◆ Your goal ◆
Tell how many lines in the data below include the word "boulder". The answer is the number only.

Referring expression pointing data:

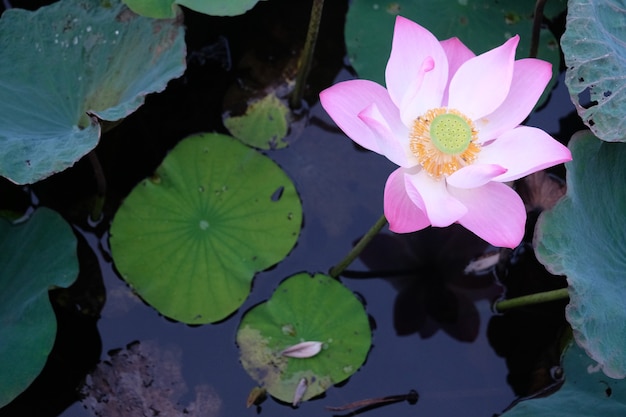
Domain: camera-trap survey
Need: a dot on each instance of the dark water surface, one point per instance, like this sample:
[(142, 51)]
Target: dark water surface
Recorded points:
[(460, 364)]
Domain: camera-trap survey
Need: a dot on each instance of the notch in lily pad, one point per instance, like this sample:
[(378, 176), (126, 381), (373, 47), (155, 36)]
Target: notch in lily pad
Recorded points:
[(303, 311), (190, 238), (71, 63)]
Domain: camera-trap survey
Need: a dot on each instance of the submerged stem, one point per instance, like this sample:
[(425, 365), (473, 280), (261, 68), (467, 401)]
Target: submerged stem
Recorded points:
[(96, 211), (526, 300), (358, 248), (304, 65)]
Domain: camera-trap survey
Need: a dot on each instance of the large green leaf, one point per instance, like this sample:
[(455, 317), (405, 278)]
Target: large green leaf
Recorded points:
[(595, 55), (585, 392), (304, 308), (34, 256), (584, 238), (69, 59), (479, 24), (190, 238), (163, 9)]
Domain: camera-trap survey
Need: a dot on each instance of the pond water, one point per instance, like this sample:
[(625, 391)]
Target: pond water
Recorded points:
[(457, 354)]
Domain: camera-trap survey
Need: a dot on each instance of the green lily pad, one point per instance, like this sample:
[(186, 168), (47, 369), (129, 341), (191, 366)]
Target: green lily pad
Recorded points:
[(479, 24), (190, 238), (585, 392), (68, 60), (595, 55), (304, 308), (264, 125), (164, 9), (35, 256), (583, 237)]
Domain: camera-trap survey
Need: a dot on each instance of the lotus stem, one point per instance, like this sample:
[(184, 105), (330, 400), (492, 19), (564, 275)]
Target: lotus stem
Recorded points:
[(96, 211), (526, 300), (537, 20), (358, 248), (304, 64)]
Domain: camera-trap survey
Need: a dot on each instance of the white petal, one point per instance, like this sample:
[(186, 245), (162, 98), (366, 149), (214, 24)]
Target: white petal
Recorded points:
[(303, 350), (299, 392)]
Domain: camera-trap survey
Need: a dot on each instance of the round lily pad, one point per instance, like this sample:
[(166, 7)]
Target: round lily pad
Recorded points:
[(34, 256), (190, 238), (304, 308)]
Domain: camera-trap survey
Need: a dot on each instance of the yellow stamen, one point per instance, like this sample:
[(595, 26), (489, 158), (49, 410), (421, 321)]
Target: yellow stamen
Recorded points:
[(444, 141)]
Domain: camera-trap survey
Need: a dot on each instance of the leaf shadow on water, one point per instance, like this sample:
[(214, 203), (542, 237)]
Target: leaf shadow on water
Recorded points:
[(427, 270)]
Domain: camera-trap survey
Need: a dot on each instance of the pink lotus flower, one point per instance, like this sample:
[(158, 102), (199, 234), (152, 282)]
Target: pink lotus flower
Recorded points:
[(451, 121)]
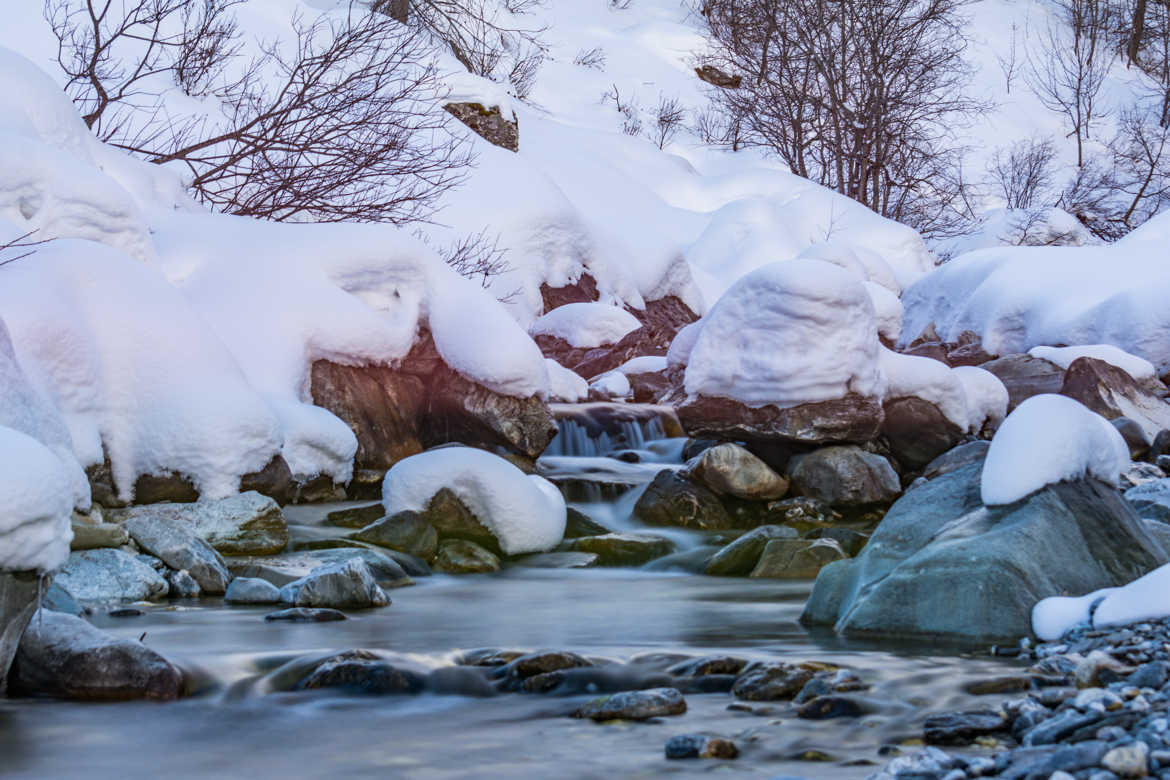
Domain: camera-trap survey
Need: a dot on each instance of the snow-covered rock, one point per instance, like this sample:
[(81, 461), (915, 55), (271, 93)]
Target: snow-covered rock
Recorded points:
[(1046, 440), (524, 512)]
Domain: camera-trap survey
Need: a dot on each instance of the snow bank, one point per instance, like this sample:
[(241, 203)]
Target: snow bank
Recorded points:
[(766, 339), (1046, 440), (36, 494), (524, 512), (1064, 357), (585, 325)]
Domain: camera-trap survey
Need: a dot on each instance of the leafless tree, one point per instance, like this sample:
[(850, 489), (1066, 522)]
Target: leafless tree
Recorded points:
[(339, 123), (1023, 173), (862, 96), (1069, 66)]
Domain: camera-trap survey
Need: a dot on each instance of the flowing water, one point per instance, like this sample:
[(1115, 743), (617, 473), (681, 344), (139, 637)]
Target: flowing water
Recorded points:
[(239, 725)]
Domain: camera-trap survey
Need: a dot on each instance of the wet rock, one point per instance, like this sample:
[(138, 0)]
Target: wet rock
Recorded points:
[(343, 585), (621, 549), (738, 558), (463, 557), (247, 589), (304, 615), (177, 544), (404, 531), (845, 476), (110, 575), (634, 705), (797, 559), (917, 432), (962, 727), (683, 746), (63, 656), (731, 470), (672, 499)]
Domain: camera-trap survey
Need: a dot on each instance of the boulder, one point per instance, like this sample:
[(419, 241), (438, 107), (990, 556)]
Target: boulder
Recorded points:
[(851, 419), (845, 476), (176, 543), (731, 470), (917, 432), (247, 524), (110, 575), (943, 565), (346, 585), (63, 656), (1025, 377), (796, 559), (1113, 393), (673, 499)]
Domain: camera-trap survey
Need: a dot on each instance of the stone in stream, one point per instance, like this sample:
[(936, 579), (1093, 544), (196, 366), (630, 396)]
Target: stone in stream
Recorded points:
[(176, 543), (63, 656), (465, 557), (683, 746), (110, 575), (634, 705), (247, 589), (343, 585), (738, 558), (621, 549), (404, 531)]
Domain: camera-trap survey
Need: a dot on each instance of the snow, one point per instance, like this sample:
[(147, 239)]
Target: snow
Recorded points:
[(765, 340), (1046, 440), (565, 385), (1064, 357), (524, 512), (986, 398), (586, 325)]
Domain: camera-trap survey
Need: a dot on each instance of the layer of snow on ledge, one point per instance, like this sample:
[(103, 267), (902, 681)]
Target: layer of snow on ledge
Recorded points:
[(524, 512), (585, 325), (36, 492), (1046, 440), (1064, 357), (789, 333)]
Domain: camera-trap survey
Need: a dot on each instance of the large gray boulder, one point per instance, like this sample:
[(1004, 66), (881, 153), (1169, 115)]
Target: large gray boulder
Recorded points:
[(248, 524), (176, 544), (110, 575), (943, 565)]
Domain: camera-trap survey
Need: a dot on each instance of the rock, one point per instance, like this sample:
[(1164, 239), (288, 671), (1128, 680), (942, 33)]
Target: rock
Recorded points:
[(404, 531), (621, 549), (463, 557), (917, 432), (1025, 377), (247, 589), (362, 671), (177, 544), (851, 419), (248, 524), (488, 123), (738, 558), (731, 470), (183, 585), (19, 593), (110, 575), (305, 615), (845, 476), (675, 501), (797, 559), (634, 705), (1113, 393), (63, 656), (962, 727), (343, 585), (938, 539), (682, 746)]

◆ Reply ◆
4